[Dataset items]
== == ==
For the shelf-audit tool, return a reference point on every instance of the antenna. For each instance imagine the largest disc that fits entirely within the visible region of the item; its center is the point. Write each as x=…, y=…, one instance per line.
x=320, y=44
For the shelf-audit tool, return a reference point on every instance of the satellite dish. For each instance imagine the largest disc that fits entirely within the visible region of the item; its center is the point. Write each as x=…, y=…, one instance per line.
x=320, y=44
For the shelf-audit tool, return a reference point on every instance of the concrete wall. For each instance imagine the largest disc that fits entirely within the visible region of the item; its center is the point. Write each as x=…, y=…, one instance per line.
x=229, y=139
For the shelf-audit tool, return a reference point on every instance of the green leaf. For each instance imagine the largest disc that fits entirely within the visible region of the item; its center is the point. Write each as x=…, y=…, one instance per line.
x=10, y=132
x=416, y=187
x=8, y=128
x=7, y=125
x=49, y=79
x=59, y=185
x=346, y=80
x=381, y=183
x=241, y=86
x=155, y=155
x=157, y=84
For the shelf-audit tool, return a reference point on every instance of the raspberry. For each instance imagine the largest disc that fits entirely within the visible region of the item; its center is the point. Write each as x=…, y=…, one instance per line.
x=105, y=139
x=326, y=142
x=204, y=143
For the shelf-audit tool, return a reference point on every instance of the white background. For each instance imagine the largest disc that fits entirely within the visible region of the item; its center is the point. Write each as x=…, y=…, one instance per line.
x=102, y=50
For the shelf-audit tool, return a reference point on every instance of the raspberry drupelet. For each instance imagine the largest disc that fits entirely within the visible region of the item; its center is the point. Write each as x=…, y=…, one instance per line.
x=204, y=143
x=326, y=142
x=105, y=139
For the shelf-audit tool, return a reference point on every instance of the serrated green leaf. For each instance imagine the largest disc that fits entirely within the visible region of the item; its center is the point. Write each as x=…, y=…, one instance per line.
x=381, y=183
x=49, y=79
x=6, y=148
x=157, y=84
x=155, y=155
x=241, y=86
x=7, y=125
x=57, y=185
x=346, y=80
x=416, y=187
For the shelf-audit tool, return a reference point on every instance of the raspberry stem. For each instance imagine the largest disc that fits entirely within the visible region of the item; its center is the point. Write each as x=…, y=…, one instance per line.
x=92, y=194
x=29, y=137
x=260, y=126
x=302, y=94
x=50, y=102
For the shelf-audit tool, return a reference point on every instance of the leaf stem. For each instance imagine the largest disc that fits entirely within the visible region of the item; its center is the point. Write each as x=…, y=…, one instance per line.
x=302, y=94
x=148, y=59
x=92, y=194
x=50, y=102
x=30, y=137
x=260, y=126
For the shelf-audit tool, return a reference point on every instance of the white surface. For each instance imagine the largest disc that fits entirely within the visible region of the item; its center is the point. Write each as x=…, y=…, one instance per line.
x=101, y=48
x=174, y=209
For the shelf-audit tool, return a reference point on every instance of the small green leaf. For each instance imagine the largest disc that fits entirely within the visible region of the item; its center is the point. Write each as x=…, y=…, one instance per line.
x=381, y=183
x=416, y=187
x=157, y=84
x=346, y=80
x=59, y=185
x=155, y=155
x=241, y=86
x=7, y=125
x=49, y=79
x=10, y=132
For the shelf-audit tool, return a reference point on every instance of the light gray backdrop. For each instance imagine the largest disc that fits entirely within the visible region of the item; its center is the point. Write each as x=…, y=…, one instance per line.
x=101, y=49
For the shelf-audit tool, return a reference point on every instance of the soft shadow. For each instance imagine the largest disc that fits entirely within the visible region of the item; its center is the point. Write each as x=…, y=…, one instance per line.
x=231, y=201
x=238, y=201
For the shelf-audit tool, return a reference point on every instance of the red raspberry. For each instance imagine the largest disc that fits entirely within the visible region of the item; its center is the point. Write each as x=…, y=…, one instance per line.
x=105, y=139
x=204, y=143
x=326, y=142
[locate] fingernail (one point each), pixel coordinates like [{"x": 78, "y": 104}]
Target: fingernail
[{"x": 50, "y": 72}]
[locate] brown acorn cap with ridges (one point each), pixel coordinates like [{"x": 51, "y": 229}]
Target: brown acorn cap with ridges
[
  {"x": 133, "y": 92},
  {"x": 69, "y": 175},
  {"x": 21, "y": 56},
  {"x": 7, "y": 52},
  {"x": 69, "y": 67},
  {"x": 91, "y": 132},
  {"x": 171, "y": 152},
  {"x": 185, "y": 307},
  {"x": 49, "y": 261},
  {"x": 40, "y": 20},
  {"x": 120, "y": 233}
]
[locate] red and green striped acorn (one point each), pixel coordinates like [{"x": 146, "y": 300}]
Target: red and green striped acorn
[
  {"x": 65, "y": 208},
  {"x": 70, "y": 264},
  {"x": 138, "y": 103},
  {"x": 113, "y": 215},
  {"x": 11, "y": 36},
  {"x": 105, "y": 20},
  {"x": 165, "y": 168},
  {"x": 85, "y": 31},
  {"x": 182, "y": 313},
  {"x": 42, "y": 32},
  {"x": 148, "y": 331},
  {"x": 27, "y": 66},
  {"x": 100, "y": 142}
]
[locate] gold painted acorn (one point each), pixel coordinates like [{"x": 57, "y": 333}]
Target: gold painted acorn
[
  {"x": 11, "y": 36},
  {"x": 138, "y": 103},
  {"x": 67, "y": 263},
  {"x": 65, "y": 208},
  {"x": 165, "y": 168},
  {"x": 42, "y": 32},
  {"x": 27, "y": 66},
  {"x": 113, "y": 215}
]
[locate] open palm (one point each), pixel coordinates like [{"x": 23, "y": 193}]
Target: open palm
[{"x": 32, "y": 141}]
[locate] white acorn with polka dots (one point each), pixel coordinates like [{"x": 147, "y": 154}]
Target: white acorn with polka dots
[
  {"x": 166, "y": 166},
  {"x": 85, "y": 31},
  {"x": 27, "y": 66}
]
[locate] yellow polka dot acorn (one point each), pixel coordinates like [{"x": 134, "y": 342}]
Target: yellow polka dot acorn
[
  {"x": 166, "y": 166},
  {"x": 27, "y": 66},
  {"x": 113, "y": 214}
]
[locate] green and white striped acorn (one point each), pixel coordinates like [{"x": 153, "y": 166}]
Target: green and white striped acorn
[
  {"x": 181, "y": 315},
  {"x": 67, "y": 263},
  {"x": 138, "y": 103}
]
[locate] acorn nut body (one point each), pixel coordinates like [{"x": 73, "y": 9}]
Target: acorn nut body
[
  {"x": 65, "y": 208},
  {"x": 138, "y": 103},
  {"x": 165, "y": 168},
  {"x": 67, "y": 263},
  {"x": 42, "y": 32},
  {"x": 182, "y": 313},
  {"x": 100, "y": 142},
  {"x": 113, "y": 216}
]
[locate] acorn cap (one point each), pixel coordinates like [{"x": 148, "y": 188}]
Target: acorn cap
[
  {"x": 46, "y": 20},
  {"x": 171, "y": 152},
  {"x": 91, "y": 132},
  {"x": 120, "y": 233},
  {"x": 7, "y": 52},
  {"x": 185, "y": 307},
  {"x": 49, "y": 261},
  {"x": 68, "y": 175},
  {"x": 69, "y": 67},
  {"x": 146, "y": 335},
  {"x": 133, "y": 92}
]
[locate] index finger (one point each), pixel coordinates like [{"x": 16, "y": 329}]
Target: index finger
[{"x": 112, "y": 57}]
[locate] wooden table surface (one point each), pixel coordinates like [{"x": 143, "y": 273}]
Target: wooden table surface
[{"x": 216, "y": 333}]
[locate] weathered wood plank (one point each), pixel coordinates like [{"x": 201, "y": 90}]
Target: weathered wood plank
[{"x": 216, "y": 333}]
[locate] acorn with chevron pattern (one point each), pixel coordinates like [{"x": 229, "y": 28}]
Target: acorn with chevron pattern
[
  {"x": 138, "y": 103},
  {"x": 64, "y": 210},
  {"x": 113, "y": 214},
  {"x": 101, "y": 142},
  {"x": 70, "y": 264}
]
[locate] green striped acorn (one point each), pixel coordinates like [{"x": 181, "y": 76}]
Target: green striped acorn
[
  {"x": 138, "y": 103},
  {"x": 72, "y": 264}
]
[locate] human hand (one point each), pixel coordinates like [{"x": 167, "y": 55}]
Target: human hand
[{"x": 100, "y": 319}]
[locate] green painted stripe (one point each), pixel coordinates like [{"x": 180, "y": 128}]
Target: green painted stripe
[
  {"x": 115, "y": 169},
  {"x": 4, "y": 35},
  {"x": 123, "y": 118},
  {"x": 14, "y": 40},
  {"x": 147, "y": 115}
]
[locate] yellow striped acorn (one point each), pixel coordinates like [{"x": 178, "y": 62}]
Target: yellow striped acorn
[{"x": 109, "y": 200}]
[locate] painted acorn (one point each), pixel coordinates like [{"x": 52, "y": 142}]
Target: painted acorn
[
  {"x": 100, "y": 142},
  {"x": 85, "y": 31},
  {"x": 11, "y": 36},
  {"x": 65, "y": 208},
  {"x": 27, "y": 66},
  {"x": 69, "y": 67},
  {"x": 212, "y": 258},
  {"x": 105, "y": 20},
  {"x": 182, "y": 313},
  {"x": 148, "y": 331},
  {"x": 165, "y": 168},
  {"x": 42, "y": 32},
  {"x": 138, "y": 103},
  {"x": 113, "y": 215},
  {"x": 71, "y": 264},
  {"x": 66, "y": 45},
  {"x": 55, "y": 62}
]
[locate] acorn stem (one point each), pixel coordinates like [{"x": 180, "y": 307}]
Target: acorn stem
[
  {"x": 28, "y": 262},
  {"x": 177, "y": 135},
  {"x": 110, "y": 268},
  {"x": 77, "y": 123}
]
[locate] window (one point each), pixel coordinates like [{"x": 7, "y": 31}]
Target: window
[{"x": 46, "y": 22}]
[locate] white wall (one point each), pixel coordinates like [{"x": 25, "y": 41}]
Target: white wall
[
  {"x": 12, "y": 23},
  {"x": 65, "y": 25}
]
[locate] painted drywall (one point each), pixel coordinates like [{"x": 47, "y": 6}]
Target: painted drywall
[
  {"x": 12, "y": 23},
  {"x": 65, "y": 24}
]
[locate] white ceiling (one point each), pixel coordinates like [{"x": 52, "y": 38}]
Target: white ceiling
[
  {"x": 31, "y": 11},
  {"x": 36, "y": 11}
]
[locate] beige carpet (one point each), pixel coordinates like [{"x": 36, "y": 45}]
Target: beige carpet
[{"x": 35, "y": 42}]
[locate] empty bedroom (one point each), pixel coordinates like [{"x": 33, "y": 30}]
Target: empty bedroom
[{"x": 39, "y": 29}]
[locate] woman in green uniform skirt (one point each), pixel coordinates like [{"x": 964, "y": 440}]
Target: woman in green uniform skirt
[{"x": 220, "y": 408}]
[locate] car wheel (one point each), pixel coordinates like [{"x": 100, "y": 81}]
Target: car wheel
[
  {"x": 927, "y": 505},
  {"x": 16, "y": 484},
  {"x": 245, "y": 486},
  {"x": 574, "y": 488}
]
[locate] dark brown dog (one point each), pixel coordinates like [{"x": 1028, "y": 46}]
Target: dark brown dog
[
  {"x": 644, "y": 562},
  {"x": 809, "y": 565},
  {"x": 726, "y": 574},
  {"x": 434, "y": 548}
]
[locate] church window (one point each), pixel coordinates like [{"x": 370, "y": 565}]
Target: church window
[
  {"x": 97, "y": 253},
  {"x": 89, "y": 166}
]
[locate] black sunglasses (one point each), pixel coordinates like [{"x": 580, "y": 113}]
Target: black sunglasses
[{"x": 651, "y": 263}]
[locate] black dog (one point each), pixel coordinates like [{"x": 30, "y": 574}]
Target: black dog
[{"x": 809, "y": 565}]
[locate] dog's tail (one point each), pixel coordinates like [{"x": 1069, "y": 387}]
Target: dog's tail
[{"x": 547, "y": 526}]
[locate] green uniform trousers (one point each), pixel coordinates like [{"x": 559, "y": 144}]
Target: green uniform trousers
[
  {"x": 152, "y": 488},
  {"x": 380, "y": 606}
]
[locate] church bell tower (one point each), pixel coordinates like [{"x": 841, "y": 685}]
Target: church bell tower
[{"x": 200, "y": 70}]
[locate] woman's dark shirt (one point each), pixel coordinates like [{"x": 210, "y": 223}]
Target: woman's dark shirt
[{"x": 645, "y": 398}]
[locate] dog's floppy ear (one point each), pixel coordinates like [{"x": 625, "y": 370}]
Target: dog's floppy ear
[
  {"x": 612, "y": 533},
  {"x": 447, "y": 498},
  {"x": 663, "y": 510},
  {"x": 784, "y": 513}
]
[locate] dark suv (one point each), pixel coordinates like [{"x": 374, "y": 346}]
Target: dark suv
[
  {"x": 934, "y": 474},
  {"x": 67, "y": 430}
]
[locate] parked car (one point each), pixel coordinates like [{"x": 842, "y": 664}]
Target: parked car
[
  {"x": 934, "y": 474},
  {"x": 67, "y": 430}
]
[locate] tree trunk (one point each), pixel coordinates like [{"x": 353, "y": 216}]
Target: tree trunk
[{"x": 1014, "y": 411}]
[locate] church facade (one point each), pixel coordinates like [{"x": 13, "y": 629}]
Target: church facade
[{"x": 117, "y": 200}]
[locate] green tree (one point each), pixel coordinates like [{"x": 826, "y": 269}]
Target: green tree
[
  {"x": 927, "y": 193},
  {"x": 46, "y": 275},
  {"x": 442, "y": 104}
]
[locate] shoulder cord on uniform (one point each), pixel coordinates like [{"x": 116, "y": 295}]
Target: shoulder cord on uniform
== == ==
[ASSIGNED TASK] From the line containing "[locate] church facade" down to the last line of the records above, print every line exactly, with both ends kept.

[TASK ANSWER]
[locate] church facade (one point each), pixel coordinates like [{"x": 13, "y": 629}]
Target: church facade
[{"x": 117, "y": 200}]
[locate] green tree (one point each), pixel coordinates like [{"x": 826, "y": 269}]
Target: green tree
[
  {"x": 927, "y": 193},
  {"x": 46, "y": 275},
  {"x": 442, "y": 104}
]
[locate] shoulder cord on uniform (one point each), pixel coordinates like [{"x": 116, "y": 295}]
Target: shoulder cord on uniform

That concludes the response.